(TASK)
Answer these from the article on Saily González:
1. Which activist joined her in leaving on Monday?
2. At how many frames per second does she say her world goes?
3. In her Facebook post, what does she say she is not doing?

═══ SELECTED PASSAGE ═══

Saily González Leaves Archipielago and Calls to Accelerate the Fights for Rights in Cuba

Santa Clara businesswoman Saily González. (Facebook)

14ymedio bigger14ymedio, Havana, 6 December 2021 — The businesswoman Saily González, one of the most active coordinators of the Archipíelago group since its creation, announced this Sunday that she is leaving the Cuban opposition platform. She was joined this Monday by activist Magdiel Jorge Castro.

“Today I am leaving Archipíelago, the most important undertaking to which I have contributed in my life and the human group that has been and is the most fraternal to me,” González wrote in a tweet. The reason, she continued, is that her world “goes at 48 frames per second and logic makes the Archipíelago walk at 24.” And she asked: “Do not look for more reasons that aren’t there.”

In a Facebook post, she clarified: “No, gentlemen, I am not leaving the country,” after arguing: “We have the common goal of conquering all rights for all Cubans, of ensuring that we can all contribute to our country, and the fronts on which I fight will never be exclusive, as the Archipíelago is not. This makes us sisters, and I am aslo a sister of everyone who thinks this way.”

═══ DATA ═══

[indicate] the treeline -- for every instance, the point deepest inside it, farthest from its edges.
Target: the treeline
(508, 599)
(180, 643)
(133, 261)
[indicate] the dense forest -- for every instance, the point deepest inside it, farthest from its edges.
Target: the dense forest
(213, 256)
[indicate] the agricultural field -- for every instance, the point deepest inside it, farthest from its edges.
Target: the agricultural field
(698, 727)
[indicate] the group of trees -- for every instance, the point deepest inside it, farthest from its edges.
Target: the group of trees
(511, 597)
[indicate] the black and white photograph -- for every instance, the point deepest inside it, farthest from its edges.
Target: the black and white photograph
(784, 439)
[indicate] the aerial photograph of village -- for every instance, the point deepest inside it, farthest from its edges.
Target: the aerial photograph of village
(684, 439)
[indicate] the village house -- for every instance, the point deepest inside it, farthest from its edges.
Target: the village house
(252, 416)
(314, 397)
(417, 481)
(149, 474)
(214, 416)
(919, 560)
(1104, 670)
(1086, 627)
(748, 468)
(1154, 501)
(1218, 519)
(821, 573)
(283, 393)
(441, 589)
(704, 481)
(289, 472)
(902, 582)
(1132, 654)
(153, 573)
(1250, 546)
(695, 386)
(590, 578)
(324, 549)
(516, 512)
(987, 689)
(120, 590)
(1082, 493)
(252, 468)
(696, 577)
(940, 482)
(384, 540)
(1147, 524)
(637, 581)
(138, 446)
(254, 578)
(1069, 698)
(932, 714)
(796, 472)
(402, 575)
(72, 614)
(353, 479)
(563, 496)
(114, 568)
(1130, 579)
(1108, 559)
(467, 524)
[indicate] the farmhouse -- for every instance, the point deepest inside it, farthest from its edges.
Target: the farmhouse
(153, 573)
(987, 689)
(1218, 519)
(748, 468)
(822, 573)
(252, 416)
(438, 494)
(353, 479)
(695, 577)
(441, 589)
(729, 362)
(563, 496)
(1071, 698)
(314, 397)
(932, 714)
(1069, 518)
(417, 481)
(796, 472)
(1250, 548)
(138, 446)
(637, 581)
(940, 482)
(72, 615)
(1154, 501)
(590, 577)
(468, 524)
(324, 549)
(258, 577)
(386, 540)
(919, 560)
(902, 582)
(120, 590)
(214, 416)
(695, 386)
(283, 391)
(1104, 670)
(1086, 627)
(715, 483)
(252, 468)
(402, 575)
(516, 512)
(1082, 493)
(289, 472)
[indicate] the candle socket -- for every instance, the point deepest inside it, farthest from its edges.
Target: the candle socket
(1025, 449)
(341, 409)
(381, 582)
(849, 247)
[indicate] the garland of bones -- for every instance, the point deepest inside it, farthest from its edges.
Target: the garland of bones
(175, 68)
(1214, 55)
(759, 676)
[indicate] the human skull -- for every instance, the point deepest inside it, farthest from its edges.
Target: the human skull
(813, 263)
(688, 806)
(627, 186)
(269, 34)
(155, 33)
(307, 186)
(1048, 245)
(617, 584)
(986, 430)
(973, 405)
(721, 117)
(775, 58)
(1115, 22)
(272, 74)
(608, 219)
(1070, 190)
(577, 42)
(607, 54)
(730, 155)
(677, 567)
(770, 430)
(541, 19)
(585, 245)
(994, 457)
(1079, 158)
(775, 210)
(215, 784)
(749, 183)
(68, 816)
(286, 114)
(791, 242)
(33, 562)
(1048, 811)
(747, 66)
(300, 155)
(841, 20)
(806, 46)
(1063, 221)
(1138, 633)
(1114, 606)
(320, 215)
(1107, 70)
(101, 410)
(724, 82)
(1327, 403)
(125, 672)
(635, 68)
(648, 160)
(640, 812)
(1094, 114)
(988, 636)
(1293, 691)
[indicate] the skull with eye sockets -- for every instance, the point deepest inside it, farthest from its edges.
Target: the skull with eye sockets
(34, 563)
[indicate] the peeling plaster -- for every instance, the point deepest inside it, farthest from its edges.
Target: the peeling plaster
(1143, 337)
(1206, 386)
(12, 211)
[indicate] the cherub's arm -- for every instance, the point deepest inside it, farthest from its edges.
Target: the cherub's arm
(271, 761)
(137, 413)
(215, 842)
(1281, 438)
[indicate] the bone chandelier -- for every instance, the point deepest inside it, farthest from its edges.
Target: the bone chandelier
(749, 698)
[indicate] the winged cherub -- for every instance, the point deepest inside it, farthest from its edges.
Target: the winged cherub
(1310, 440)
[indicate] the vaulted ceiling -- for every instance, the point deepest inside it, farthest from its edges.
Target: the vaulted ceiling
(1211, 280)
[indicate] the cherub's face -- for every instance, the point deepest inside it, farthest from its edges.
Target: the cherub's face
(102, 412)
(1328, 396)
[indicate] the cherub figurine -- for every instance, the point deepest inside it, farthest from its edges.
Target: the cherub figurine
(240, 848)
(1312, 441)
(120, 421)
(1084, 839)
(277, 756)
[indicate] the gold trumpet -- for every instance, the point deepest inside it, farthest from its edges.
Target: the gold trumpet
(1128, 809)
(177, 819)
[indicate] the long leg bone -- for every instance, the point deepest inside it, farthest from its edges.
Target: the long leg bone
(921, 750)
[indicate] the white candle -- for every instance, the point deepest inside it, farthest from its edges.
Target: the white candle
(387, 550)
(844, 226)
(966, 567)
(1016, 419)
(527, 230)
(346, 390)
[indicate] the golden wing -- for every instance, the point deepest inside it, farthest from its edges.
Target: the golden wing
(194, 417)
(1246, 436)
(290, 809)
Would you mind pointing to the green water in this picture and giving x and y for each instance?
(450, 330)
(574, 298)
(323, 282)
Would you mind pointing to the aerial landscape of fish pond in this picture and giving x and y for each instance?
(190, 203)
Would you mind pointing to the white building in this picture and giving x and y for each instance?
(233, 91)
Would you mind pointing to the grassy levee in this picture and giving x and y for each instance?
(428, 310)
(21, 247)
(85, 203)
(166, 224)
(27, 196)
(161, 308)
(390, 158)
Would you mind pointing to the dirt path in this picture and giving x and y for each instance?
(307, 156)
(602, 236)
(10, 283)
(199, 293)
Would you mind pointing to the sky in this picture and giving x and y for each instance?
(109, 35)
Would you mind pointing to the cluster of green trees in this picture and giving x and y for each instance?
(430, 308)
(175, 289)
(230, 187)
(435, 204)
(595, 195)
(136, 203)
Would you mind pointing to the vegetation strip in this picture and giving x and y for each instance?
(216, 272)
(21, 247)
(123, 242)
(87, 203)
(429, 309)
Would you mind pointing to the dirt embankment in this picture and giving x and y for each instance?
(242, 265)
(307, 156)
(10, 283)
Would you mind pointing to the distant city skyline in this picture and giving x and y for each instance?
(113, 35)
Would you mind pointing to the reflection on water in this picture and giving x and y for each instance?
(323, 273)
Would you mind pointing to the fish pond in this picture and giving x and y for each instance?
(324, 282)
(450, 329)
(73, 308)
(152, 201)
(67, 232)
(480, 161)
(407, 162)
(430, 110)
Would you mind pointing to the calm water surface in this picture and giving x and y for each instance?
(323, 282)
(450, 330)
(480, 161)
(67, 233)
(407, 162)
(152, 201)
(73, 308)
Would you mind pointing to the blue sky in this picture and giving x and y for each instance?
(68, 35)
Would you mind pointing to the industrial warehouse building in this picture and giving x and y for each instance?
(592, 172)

═══

(EXPECTED ANSWER)
1. Magdiel Jorge Castro
2. 48
3. Leaving the country